Records shown

══════

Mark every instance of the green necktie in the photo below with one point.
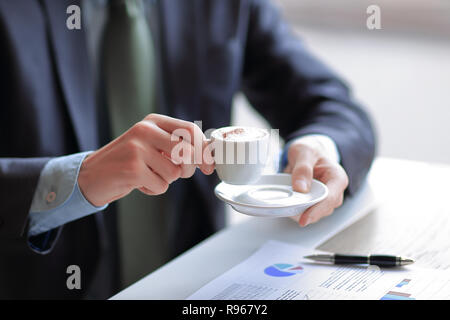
(129, 78)
(128, 65)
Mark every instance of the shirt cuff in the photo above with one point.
(324, 142)
(58, 198)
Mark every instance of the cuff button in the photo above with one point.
(51, 196)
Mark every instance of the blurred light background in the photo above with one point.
(400, 73)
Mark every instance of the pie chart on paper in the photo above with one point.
(283, 270)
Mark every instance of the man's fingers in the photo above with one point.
(316, 212)
(304, 160)
(162, 165)
(152, 183)
(336, 180)
(176, 137)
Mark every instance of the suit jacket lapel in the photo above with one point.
(72, 67)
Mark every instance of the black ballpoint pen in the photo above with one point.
(378, 260)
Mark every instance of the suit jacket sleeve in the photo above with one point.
(18, 180)
(300, 95)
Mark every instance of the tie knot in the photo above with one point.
(131, 8)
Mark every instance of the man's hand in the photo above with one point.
(307, 159)
(141, 159)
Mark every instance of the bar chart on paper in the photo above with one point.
(272, 273)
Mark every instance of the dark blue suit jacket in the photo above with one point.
(210, 50)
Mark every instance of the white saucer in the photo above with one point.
(270, 196)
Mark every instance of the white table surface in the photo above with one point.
(196, 267)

══════

Work task
When you copy the records above, keep every word exact but leave out the pictures.

Exercise solution
Mark every instance of the green necktie in the photo below with one point.
(129, 78)
(128, 65)
Mark every instance of the shirt cuff in the photo above with one point.
(324, 142)
(58, 198)
Mark every instance of the cuff button in the photo above with one point.
(51, 196)
Mark every instance of the blurred light background in the photo above with one point.
(400, 73)
Mark every instance of the pie chart on paper in the photo above with one point.
(283, 270)
Mark every instance of the man's fingers in the photo above with one point.
(316, 212)
(304, 160)
(162, 165)
(152, 183)
(336, 180)
(176, 137)
Mark every instance of the suit jacket lapel in the photo above with one point.
(72, 67)
Mark every instance of the black ballpoint pen in the photo above with one point.
(378, 260)
Mark every instance of the suit jacket sleeve in the photo above with one point.
(18, 180)
(300, 95)
Mark every instance of the tie knot in the photo above with one point.
(131, 8)
Mark every instance of the man's hand in the photo above with one point.
(307, 159)
(141, 159)
Mark every instance of the bar chart on paper in the photo above with one point.
(272, 273)
Mark every instance of the dark blue suit jacket in the photo above with one point.
(210, 50)
Mark every instance of the white saucer in the photo above with one point.
(270, 196)
Mark every instance of the white table surface in the photo above with one point.
(196, 267)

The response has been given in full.